• [Data for review]
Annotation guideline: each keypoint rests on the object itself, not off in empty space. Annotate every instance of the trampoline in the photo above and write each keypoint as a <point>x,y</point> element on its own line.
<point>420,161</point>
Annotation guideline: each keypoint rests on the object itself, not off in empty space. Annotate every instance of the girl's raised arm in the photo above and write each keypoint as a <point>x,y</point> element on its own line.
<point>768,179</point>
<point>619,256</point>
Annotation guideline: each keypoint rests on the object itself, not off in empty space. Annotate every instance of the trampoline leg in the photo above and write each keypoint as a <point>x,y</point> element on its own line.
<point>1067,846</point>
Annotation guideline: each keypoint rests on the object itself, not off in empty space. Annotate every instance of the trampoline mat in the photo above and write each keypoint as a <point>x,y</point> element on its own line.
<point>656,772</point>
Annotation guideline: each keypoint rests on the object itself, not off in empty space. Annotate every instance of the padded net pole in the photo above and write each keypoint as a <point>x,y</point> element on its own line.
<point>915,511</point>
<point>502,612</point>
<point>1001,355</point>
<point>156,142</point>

• [Your objective] Each line in the listing is to be returned exactly.

• [Final answer]
Annotation guideline: each keypoint rests on the object itself, not off in empty space. Annotate every instance of the trampoline in the photo above and write each keypoint as a <point>x,y</point> element on its own line.
<point>420,161</point>
Annotation guideline: each keypoint rests on the object itself, not off in empty space. Annotate every instance of the girl's raised arm in the photo above and write each keypoint as a <point>x,y</point> element on its own line.
<point>768,179</point>
<point>619,256</point>
Annotation guideline: each keypoint rests on the object itself, not off in empty space. Annotate every instance of the trampoline leg in the photo above and write each keypoint as a <point>x,y</point> element on its own line.
<point>1067,846</point>
Annotation guideline: each keypoint rests on the object itself, not off in empty space. Annotate every instance of the trampoline mat in the photo above and write each keypoint as a <point>x,y</point> element on its own line.
<point>656,772</point>
Annotation guideline: each keypoint rests on the object itself, not off in empty space. Annotate every instance of the padded net pole in the photo above and write each keypoint as a <point>x,y</point> element on its own line.
<point>915,511</point>
<point>502,612</point>
<point>1001,355</point>
<point>156,142</point>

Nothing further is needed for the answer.